→ Assignment
Write out every record exactly as it appears. Skip the pictures.

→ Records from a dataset
# # # #

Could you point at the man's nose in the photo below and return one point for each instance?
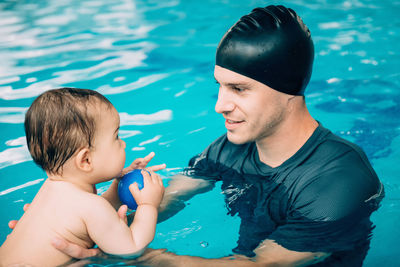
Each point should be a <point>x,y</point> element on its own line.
<point>225,102</point>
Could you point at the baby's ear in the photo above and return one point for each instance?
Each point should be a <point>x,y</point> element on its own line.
<point>83,160</point>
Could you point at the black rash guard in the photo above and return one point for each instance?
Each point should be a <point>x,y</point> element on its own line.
<point>319,200</point>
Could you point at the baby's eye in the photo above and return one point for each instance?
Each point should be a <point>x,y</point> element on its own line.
<point>238,89</point>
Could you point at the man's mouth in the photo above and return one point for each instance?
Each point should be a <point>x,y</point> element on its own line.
<point>232,124</point>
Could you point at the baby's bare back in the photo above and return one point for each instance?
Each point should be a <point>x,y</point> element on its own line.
<point>56,211</point>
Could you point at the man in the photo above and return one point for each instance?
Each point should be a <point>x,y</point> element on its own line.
<point>303,194</point>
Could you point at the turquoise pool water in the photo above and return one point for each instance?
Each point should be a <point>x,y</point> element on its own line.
<point>154,61</point>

# # # #

→ Output
Could you point at the man's nose in the photo below and return one point for each instance?
Each point should be a <point>x,y</point> element on its own line.
<point>225,102</point>
Could you point at the baby's ear in the photo above and return one point for each instance?
Each point should be a <point>x,y</point> element on its own line.
<point>83,160</point>
Could you point at the black rash guard in the photo above and return one point for each instance?
Each point should be a <point>x,y</point> element on its own line.
<point>319,200</point>
Could you point at the baby's eye in the photo above and return one point for each instance?
Each point should be a <point>x,y</point> element on its own line.
<point>238,89</point>
Could you point at the man's mouth in the photo above and return one point for each instance?
Each point should be a <point>x,y</point> element on its own line.
<point>232,124</point>
Could you point at the baby's bare back in the photo above and return one point for each instance?
Each point should be a <point>x,y</point> element on its own line.
<point>56,211</point>
Could you point at the man in the photo above and return one point for each instance?
Each point should be a <point>x,y</point> element on its own line.
<point>303,194</point>
Could you point at the turquoise pool water in the photo above and return one point for each instance?
Each point should be a <point>x,y</point> element on its own line.
<point>154,61</point>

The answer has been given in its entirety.